» Exercise objective
Identify every line in the listing below that contains the string "sleeve", and copy each of those lines. Treat uppercase and lowercase as different.

* Begin *

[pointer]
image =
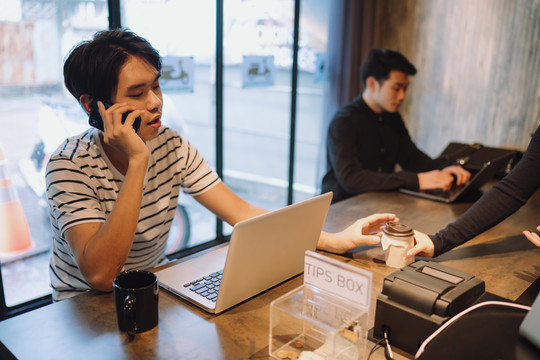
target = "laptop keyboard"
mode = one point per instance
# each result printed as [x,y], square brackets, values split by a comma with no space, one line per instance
[207,286]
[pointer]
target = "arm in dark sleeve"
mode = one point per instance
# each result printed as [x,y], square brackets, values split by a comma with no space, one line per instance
[413,159]
[501,201]
[348,164]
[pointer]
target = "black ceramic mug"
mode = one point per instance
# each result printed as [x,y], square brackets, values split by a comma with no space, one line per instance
[136,295]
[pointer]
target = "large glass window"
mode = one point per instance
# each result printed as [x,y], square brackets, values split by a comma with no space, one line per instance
[36,114]
[184,33]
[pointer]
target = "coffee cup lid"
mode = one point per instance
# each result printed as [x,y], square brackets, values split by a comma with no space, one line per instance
[396,229]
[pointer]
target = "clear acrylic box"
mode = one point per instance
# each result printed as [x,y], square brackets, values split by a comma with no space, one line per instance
[313,324]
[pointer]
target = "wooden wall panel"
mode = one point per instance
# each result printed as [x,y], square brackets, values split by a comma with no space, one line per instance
[478,67]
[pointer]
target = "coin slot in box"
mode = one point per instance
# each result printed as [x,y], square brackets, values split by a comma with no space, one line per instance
[310,323]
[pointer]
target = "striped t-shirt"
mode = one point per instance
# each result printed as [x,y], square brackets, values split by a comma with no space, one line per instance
[83,185]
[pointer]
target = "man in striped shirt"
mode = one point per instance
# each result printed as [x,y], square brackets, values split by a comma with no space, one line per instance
[113,192]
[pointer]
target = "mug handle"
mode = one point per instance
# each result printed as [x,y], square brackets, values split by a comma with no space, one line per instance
[129,315]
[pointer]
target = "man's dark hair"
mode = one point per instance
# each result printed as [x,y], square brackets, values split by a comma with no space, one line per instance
[379,62]
[93,66]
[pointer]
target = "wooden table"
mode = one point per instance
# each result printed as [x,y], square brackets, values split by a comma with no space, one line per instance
[85,327]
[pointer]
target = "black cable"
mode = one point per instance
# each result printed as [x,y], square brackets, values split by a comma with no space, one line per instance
[388,354]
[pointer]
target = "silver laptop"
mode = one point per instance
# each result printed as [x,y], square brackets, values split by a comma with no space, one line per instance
[263,252]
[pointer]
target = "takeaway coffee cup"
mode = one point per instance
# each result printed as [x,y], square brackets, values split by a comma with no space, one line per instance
[136,295]
[397,239]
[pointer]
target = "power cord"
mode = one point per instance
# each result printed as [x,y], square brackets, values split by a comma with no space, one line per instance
[426,342]
[387,349]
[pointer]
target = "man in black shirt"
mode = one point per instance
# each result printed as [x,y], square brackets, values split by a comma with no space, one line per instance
[367,138]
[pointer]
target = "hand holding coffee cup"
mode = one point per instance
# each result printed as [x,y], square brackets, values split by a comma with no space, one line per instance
[397,239]
[136,295]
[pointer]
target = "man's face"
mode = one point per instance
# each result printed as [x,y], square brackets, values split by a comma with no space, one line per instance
[389,95]
[138,85]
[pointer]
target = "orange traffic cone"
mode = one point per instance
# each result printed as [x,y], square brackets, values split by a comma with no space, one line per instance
[14,231]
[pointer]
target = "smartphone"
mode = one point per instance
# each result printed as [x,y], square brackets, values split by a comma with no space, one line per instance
[96,121]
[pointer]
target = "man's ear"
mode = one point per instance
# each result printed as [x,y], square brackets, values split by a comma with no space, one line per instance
[86,101]
[372,84]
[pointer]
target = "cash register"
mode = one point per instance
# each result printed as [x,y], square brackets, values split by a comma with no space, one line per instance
[419,298]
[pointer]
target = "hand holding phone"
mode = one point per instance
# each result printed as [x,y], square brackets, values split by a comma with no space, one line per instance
[96,121]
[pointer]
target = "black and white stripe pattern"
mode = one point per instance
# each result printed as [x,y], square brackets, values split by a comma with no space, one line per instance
[82,186]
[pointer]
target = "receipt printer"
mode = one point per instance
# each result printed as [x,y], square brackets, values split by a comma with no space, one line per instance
[419,298]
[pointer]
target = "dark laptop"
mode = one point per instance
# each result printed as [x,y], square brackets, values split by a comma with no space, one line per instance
[478,179]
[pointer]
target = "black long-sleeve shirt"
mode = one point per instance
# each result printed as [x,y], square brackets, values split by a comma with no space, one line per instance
[501,201]
[363,148]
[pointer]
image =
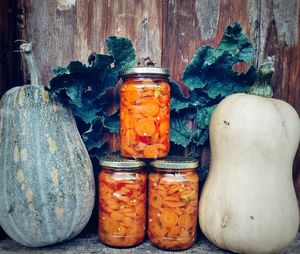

* End *

» Solution to the exercise
target = "arm in dark sleeve"
target = "black long-sleeve shirt"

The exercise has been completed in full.